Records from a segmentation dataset
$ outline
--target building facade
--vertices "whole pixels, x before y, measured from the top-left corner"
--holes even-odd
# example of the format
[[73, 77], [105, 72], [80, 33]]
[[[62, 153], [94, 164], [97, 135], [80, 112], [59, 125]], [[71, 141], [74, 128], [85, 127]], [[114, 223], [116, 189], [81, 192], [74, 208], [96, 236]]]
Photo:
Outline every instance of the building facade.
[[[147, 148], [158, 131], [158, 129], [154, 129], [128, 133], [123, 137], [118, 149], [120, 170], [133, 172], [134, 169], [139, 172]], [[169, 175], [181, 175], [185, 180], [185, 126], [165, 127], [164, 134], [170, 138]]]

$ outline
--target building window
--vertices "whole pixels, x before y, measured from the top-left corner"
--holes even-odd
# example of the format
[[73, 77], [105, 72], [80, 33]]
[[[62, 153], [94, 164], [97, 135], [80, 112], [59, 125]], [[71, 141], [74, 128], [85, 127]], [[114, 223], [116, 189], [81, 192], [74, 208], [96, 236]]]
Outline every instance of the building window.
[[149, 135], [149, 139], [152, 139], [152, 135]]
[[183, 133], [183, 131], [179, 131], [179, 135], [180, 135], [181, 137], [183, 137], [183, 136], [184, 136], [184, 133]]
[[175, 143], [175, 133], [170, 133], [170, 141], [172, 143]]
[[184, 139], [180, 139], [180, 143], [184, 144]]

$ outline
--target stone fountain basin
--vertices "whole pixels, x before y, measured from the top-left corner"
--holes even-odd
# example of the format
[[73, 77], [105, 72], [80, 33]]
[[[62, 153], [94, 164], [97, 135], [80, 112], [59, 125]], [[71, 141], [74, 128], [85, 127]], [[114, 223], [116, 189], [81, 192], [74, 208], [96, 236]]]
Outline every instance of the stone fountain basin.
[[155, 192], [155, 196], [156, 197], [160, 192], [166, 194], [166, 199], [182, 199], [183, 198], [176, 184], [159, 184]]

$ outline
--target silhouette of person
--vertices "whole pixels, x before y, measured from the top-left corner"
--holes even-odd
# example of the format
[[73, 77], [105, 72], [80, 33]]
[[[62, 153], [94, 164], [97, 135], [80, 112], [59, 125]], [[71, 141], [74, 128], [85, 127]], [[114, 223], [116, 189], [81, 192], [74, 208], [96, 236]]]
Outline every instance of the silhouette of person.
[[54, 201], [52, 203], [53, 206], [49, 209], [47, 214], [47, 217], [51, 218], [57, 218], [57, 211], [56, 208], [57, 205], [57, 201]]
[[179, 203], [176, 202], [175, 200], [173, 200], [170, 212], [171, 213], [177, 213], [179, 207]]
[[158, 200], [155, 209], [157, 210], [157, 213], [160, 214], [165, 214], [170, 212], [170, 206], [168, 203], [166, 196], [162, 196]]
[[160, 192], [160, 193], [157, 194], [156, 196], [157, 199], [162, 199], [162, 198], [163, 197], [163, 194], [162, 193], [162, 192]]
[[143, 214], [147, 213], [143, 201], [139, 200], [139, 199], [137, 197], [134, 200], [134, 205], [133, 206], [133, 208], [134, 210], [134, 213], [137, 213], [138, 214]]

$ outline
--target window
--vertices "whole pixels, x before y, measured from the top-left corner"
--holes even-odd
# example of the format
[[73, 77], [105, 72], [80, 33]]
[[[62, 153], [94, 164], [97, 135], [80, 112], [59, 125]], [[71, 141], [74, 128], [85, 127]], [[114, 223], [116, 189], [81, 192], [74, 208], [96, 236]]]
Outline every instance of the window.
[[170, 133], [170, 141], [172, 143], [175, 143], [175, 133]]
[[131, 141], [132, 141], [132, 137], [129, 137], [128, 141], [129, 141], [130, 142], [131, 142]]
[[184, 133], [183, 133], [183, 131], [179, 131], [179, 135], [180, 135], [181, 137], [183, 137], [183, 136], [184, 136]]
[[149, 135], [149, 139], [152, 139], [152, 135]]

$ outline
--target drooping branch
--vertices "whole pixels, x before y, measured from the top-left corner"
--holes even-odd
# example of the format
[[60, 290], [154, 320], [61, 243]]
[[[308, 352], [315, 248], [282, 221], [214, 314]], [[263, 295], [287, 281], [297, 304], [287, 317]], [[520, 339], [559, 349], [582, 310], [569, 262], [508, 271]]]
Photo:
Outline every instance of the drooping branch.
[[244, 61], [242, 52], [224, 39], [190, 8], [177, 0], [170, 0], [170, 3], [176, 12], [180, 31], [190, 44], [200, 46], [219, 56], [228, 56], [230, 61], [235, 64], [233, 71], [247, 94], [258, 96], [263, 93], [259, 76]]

#### Aim of the exercise:
Reproduce every item above verbatim, keeping each line, character, and bracket unchanged.

#### Answer:
$ outline
--target building facade
--vertices "whole pixels, x before y, measured from the top-left corner"
--holes even-odd
# example of the format
[[73, 77], [105, 72], [80, 33]]
[[[62, 153], [94, 164], [97, 135], [80, 112], [59, 125]], [[71, 141], [74, 128], [85, 127]], [[114, 223], [116, 189], [81, 192], [74, 208], [96, 236]]]
Photo:
Outline every instance of the building facade.
[[[147, 148], [158, 131], [158, 129], [154, 129], [128, 133], [123, 137], [118, 149], [120, 170], [133, 172], [134, 169], [139, 172]], [[169, 175], [181, 175], [185, 180], [185, 126], [165, 127], [164, 134], [170, 138]]]

$ outline
--target building window
--vertices "whole pixels, x before y, measured from the top-left corner"
--holes even-odd
# example of the format
[[73, 77], [105, 72], [80, 33]]
[[[62, 153], [94, 164], [97, 135], [80, 112], [59, 125]], [[71, 141], [74, 128], [85, 127]], [[114, 223], [116, 189], [81, 192], [74, 208], [96, 236]]]
Outline every instance of the building window.
[[149, 135], [149, 139], [152, 139], [152, 135]]
[[183, 133], [183, 131], [179, 131], [179, 135], [180, 135], [181, 137], [183, 137], [183, 136], [184, 136], [184, 133]]
[[175, 143], [175, 133], [170, 133], [170, 141], [172, 143]]
[[184, 139], [180, 139], [180, 143], [184, 144]]

$ outline
--target stone fountain basin
--vertices "whole pixels, x before y, measured from the top-left corner"
--holes even-odd
# example of the format
[[73, 77], [105, 72], [80, 33]]
[[[62, 153], [94, 164], [97, 135], [80, 112], [59, 125]], [[71, 141], [74, 128], [85, 127]], [[114, 223], [116, 189], [81, 192], [74, 208], [96, 236]]]
Outline every instance of the stone fountain basin.
[[155, 192], [155, 196], [156, 197], [160, 192], [166, 194], [166, 199], [182, 199], [183, 198], [176, 184], [159, 184]]

$ outline
--target silhouette of person
--vertices "whole pixels, x before y, measured from the top-left corner"
--holes even-odd
# example of the format
[[73, 77], [105, 72], [80, 33]]
[[[62, 153], [94, 164], [97, 135], [80, 112], [59, 125]], [[71, 141], [74, 128], [85, 127]], [[114, 223], [116, 189], [81, 192], [74, 208], [96, 236]]]
Outline every instance of the silhouette of person.
[[54, 201], [52, 203], [53, 206], [49, 209], [47, 214], [47, 217], [51, 218], [57, 218], [57, 211], [56, 208], [57, 205], [57, 201]]
[[179, 203], [176, 202], [175, 200], [173, 200], [170, 212], [171, 213], [177, 213], [179, 207]]
[[158, 200], [155, 209], [157, 210], [157, 213], [160, 214], [165, 214], [170, 212], [170, 206], [168, 203], [166, 196], [162, 196]]
[[160, 192], [160, 193], [157, 194], [156, 196], [157, 199], [162, 199], [162, 198], [163, 197], [163, 194], [162, 193], [162, 192]]
[[143, 214], [147, 213], [143, 201], [139, 200], [139, 199], [137, 197], [134, 200], [134, 205], [133, 206], [133, 208], [134, 210], [134, 213], [137, 213], [138, 214]]

$ outline
--target window
--vertices "whole pixels, x before y, measured from the top-left corner"
--holes even-odd
# example of the format
[[73, 77], [105, 72], [80, 33]]
[[[62, 153], [94, 164], [97, 135], [80, 112], [59, 125]], [[71, 141], [74, 128], [85, 127]], [[114, 223], [116, 189], [81, 192], [74, 208], [96, 236]]]
Outline every instance of the window.
[[170, 133], [170, 141], [172, 143], [175, 143], [175, 133]]
[[131, 141], [132, 141], [132, 137], [129, 137], [128, 141], [129, 141], [130, 142], [131, 142]]
[[184, 133], [183, 133], [183, 131], [179, 131], [179, 135], [180, 135], [181, 137], [183, 137], [183, 136], [184, 136]]
[[149, 135], [149, 139], [152, 139], [152, 135]]

$ outline
--target drooping branch
--vertices "whole pixels, x before y, measured from the top-left corner"
--holes even-odd
# example of the format
[[60, 290], [154, 320], [61, 243]]
[[[308, 352], [315, 248], [282, 221], [214, 314]], [[263, 295], [287, 281], [297, 304], [287, 317]], [[520, 339], [559, 349], [582, 310], [569, 262], [508, 271]]]
Photo:
Outline every instance of the drooping branch.
[[244, 61], [242, 52], [224, 39], [190, 8], [177, 0], [170, 0], [170, 3], [176, 12], [180, 31], [190, 44], [200, 46], [219, 56], [228, 56], [230, 61], [235, 64], [233, 71], [247, 94], [258, 96], [263, 93], [259, 76]]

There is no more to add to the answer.